Excerpt from a dataset
+ + + +

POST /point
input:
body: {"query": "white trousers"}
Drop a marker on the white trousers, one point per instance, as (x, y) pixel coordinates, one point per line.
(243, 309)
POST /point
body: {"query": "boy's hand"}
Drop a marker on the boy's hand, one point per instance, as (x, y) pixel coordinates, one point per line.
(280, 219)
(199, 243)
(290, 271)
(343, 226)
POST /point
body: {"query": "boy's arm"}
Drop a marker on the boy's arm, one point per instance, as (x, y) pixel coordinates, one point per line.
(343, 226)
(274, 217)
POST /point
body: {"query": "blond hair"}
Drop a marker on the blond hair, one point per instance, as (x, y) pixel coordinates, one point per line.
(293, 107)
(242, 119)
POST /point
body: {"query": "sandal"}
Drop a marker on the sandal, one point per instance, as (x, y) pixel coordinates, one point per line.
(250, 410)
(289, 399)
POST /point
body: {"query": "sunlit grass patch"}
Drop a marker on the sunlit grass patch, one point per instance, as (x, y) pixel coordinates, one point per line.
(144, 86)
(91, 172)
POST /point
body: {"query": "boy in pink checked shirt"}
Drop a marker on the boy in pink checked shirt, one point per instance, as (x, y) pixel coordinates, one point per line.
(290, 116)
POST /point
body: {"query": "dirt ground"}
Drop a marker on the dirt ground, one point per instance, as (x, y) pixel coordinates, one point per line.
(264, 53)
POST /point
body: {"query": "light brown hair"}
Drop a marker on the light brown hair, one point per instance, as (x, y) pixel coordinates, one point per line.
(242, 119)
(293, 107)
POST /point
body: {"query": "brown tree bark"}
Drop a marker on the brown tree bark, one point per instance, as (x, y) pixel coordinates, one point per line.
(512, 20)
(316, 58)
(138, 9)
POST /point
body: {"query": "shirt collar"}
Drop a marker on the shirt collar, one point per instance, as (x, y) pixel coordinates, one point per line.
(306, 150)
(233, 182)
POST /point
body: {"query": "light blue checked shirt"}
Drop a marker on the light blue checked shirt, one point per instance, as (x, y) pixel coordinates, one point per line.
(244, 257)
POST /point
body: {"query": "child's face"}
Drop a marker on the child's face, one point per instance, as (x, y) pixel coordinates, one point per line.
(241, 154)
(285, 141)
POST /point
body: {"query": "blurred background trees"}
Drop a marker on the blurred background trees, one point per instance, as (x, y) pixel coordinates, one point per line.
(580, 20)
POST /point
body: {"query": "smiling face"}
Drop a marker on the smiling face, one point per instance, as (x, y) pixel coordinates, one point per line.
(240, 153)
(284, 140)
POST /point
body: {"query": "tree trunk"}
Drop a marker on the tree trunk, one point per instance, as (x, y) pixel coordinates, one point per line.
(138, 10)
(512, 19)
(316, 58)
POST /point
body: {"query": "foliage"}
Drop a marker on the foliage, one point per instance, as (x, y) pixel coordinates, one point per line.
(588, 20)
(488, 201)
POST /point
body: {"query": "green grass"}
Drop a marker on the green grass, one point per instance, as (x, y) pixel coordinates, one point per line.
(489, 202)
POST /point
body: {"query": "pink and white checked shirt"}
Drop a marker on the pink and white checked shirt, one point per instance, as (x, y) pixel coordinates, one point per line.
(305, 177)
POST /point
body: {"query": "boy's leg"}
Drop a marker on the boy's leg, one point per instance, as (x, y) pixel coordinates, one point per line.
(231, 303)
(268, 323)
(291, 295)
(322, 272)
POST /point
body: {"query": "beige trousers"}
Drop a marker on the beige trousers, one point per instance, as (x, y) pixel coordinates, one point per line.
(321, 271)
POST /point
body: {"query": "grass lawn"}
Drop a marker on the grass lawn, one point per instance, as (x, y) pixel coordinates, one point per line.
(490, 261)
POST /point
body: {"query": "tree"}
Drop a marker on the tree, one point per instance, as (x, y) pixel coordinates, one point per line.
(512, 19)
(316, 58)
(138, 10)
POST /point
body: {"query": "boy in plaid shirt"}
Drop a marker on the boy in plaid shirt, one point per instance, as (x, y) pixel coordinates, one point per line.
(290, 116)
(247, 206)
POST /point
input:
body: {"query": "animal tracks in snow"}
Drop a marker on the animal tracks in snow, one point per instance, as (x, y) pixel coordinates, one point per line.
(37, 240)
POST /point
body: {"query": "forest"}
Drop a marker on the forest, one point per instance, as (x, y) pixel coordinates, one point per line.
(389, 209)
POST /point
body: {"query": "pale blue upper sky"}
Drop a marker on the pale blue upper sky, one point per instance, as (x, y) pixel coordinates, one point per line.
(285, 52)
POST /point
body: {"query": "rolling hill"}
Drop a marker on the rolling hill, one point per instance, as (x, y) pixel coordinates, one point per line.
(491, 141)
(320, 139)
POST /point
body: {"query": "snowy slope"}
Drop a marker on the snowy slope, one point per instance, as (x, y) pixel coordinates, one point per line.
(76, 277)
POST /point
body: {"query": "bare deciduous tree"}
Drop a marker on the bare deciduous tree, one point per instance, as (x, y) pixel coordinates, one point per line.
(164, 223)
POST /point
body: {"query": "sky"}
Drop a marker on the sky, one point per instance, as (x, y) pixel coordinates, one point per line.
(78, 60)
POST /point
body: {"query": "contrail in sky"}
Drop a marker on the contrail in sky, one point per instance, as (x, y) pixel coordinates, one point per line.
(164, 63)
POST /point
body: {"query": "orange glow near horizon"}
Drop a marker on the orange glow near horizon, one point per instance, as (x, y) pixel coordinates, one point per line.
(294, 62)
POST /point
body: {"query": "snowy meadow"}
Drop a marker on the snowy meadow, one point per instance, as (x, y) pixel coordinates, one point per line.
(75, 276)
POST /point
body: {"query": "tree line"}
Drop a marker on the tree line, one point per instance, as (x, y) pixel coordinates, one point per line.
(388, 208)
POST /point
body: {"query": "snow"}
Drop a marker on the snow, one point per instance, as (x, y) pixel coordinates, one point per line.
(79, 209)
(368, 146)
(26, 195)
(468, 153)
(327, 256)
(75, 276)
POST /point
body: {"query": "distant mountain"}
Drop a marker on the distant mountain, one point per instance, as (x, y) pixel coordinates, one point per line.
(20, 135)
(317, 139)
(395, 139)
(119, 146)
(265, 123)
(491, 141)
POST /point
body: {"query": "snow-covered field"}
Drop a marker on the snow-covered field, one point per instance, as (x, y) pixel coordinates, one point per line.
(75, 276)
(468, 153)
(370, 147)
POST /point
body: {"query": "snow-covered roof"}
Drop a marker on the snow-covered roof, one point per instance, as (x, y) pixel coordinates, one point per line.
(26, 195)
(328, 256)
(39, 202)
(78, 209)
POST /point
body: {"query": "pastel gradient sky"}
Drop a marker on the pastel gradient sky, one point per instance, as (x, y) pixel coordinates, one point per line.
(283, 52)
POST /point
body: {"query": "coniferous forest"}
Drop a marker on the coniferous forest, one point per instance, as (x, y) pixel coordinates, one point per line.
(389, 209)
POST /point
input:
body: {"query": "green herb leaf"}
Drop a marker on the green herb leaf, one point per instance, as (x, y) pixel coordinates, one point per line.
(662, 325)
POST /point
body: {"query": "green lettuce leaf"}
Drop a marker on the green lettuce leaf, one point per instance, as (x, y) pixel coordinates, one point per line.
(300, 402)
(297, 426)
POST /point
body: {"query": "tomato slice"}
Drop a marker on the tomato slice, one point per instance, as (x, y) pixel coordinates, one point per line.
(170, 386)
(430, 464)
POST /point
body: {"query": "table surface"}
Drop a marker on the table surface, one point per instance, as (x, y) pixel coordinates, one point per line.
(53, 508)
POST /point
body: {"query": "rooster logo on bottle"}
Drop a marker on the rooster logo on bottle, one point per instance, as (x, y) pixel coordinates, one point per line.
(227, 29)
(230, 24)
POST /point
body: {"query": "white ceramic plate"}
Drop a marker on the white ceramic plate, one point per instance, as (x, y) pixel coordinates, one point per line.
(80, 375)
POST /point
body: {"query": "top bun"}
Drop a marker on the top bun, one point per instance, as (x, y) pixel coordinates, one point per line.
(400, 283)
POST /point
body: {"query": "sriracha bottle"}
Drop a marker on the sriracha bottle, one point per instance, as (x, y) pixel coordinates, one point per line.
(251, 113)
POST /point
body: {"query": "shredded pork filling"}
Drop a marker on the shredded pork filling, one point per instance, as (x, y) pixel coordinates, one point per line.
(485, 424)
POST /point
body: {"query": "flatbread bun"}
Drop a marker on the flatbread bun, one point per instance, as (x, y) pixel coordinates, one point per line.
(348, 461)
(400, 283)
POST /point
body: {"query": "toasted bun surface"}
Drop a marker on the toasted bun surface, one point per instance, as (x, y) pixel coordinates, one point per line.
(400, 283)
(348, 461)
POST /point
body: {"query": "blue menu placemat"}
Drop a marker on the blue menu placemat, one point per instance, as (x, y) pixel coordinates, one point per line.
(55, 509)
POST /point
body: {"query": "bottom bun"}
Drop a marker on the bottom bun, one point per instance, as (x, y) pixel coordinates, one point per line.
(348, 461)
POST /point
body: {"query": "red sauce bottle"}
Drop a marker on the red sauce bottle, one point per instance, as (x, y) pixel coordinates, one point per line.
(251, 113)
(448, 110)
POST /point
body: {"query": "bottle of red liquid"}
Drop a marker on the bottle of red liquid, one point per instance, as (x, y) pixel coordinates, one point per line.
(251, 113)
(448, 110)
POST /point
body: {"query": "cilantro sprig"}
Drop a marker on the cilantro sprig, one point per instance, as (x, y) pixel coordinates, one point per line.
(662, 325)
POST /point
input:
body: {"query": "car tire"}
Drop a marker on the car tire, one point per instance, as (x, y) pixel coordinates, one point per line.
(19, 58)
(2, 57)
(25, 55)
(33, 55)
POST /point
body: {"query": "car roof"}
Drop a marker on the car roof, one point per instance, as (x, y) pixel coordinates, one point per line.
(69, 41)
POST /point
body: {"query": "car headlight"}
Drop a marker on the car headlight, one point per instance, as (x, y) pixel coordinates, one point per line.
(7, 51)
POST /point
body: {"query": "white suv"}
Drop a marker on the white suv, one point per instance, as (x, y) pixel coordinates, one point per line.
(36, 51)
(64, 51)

+ + + +

**Your objective:**
Gather every line of the records that holds the string "collar" and list those lines.

**Exercise answer:**
body: {"query": "shirt collar"}
Drop a marker on the shirt collar, one point per instance, as (x, y) pixel coordinates, one point per line.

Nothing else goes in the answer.